◆ TASK INSTRUCTIONS
**1.** Which failed empires does the commentary on American decline name?
**2.** Can you carry the commentary on American decline forward from its final sentence?

◆ SOURCE TEXT
------------

We are rapidly ridding ourselves of responsibility for the education of our children, for providing jobs, for producing marketable made-in-the-USA goods, of once-healthy funds established to protect the elderly. We are eliminating the safety nets of law enforcement, environmental care, stabilization of infrastructure,  benefits to be gleaned from space exploration, etc.

We are rushing to take the last steps of every failed empire throughout history: Greece, Rome, China, Mongolia, Britain, Germany, Japan, the Soviet Union.  If we don’t blow ourselves to bits during the rest of the century, our descendants can watch the Rise and Fall of China, Part II.

It is of the utmost urgency that sane people question our skewed priorities. Action long overdue is required to bring public attention to our love affair with the  ravenously greedy pods of corporate fascism that are replacing a sleeping democracy.

------------

◆ RECORDS SHOWN
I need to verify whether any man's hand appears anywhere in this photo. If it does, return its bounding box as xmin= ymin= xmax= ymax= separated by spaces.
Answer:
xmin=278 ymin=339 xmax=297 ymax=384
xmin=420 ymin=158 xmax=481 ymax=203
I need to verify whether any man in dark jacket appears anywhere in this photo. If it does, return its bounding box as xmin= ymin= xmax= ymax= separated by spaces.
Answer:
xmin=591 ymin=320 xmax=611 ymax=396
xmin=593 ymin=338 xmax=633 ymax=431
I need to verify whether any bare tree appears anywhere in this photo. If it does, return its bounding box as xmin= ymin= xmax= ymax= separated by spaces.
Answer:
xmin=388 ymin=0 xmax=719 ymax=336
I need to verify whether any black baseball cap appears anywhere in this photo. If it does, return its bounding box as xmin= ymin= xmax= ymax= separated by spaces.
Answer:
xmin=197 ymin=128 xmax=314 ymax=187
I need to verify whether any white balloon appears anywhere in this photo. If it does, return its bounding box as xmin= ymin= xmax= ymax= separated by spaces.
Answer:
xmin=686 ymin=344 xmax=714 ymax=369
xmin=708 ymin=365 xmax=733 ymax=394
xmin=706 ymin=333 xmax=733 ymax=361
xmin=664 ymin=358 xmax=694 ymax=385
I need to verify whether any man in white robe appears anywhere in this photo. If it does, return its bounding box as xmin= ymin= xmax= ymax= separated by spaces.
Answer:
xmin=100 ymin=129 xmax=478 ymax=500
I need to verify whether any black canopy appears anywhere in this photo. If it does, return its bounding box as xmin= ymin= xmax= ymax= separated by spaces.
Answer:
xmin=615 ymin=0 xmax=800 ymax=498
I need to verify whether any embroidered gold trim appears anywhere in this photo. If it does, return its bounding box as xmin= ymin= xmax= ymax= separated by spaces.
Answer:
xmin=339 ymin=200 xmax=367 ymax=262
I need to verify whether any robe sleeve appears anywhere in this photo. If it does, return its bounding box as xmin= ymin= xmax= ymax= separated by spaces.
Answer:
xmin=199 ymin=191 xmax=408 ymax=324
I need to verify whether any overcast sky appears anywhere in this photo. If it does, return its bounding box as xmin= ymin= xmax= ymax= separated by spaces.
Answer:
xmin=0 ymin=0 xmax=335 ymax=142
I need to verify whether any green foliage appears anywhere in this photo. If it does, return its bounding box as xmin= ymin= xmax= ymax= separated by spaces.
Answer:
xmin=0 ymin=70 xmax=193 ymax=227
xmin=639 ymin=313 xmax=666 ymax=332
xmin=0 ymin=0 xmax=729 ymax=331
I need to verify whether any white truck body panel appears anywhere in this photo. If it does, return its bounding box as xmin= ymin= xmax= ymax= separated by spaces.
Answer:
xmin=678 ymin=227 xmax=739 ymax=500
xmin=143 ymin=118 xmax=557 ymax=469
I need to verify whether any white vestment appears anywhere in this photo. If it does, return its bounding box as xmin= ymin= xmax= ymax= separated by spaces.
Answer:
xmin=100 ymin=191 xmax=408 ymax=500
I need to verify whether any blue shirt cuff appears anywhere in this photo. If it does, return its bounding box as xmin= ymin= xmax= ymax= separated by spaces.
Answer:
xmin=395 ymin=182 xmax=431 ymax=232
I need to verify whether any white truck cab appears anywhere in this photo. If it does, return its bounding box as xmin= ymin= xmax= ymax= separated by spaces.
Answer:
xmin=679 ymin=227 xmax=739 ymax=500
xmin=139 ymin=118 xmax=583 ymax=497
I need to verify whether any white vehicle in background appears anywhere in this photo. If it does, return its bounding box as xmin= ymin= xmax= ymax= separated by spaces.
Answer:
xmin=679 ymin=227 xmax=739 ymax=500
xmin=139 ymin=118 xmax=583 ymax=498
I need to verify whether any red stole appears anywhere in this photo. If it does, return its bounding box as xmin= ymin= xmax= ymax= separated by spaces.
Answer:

------------

◆ ANSWERS TO THE TASKS
**1.** Greece, Rome, China, Mongolia, Britain, Germany, Japan, the Soviet Union

**2.**
This country is more politically and economically divided than during the Civil War. Our elected mad government scientists must be stopped in their extermination of the middle class and fair pay system for skilled professionals, employees and tradesmen not necessarily destined to become a chief executive of operations, lobbyist or hedge-fund Machiavelli.

Our future demands  an America where education, affordable health care, job creation, law enforcement, defense and infrastructure, consumer and environmental safety are more than campaign slogans.

Let’s recapture our country and ideals, wresting them from the world’s corporate owners and their purchased political pawns. Until the brain-dead zombies actually take over the planet, we might consider the old-fashioned notion of electing public officials who will serve the public interest.

Our swift fall in the past few decades in test scores, job markets and qualified people who can fill changing employment needs and  rising number of pregnant single teens are reasons enough to turn any evening into Fright Night.

We are in or on the brink of a not-so-great worldwide depression and are very close to joining the ranks of Third World nations. “Trickle down” from wealth has not trickled. Companies are creating — and not hiring — the jobless. The wealthy are not investing in America, they are hording their money in numbered off-shore bank accounts.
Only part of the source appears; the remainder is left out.